WHAT YOU ARE ASKED TO DO:
In the forum thread below about the Fell pony Townend Maddy, where was the pony last known to be in 2006, and who owned her then?

# Townend Maddy - Fell Pony



## T_K (9 May 2012)

Around 12 years old, black, between 12hh-13hh. 

Last known in Penrith owned by Wayne Mason of Lakeland View Caravan Site in 2006.

Anyone know where she is now? This pony was one of twins and some 'fans' are trying to find out how she is doing.


----------



## The Fuzzy Furry (9 May 2012)

Does the FPS secretary have no updated address for owner nor any changes of owner since then?

Good luck in your search.


----------



## T_K (9 May 2012)

The Fuzzy Furry said:



			Does the FPS secretary have no updated address for owner nor any changes of owner since then?

Good luck in your search.
		
Click to expand...

That's the last registered address for her that the FPS have.


----------



## prettypony95 (9 May 2012)

I know the lady who breeds the Townend ponies, could ask her if she has heard anything of the pony? Or I can pm you her number if you like?


----------



## T_K (9 May 2012)

The trace is on behalf of 'Fell Pony Fans', we're trying to find the whereabouts of the pony now as someone has just bought her twin.


----------



## prettypony95 (9 May 2012)

have you tried searching the results for fell pony shows etc to see if her name has come up? good luck with the search


----------

PROVIDED MATERIAL:

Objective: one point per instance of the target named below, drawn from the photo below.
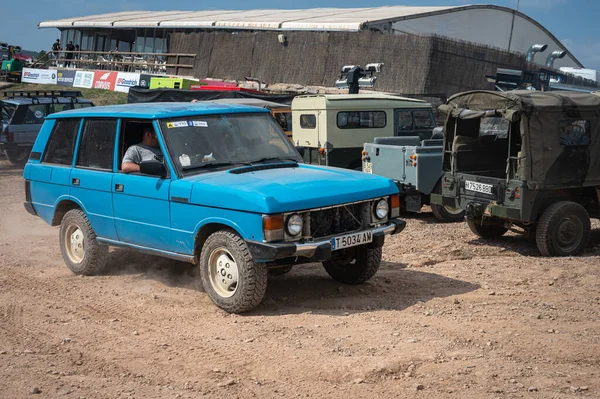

WRITTEN REPLY:
She was in Penrith, owned by Wayne Mason of Lakeland View Caravan Site.